----- Text segment -----

Filipinos in US, Canada give mixed reviews to new balikbayan box rules
FREMONT, California – Already embroiled in accusations of corruption, the Philippines’ Bureau of Customs (BOC) has courted controversy over its new rules on the shipment of duty-free balikbayan cargo boxes sent by overseas Filipino workers (OFWs) as gifts to their loved ones.
Filipinos in the United States are among the overseas Filipinos giving the new Customs rules mixed reviews.
In the new rules, the BOC is requiring cargo-forwarding companies to submit a list of items and the estimated cost of each in every balikbayan box sent by OFWs in accordance with the bureau’s Guidelines on the Implementation of Customs Administrative Order No. 05-2016 on the Consolidated Shipment of Duty and Tax-Free Balikbayan Boxes.
Also required for the shipment of the duty/tax-free boxes are a copy of the passport of the sender and receipts for new items exceeding in P10,000 in cost.
Senders willing to pay duties and taxes for the goods being shipped need not fill an information sheet. They do not need to send copies of their passports if they are not availing of tax exemption privilege given Filipino citizens if total cost of items contained in the box does not exceed P150,000.
Protection of sender
Customs Commissioner Nicanor Faeldon explained that the declaration of goods is for the “protection” of the sender, to ensure that the items in the parcel get delivered completely to the intended receivers, that passport copies are needed to ensure that only Filipinos avail of the tax exemption privilege, and that receipts are needed only for each brand new items that are P10,000 or more in value.
Senate Pro Tempore Ralph Recto wants the congressional customs and tariff oversight committee convened to determine if the new rules are excessive, even as he feared that these rules might result in a new form of red tape and the tampering of boxes and/or list of items.

-----

→ Stated exercise: From the article on the new balikbayan box rules, list each document or piece of information required for shipping a duty- and tax-free balikbayan box.

----- Collected material -----

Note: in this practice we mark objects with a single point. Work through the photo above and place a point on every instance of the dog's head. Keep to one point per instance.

-----

→ Correct result:
- A list of the items in the box, with the estimated cost of each
- A copy of the sender's passport
- Receipts for new items costing more than P10,000